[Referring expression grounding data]
*** Begin section ***

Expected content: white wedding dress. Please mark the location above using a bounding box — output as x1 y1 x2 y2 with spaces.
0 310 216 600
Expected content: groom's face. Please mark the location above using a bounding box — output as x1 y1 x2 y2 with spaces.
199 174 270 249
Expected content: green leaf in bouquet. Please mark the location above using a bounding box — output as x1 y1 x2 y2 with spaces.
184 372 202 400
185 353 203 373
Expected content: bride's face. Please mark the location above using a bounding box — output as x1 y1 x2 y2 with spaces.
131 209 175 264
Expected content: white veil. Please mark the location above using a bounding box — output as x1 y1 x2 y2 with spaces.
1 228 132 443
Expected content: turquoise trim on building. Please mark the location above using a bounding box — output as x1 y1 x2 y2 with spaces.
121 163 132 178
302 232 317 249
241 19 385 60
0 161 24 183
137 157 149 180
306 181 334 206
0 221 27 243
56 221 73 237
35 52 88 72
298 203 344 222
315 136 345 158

*** End section ***

Output exactly what runs from the line with "Expected content: turquoise" to the final line above, both lines included, and nothing else.

Expected content: turquoise trim on building. Please mark the location above using a bounding box — output as x1 y1 x2 y2 with spaces.
121 163 132 178
302 232 317 249
241 19 385 60
0 161 24 183
137 157 149 180
306 181 334 206
0 221 27 243
56 221 73 237
35 52 88 72
298 203 344 222
315 136 345 158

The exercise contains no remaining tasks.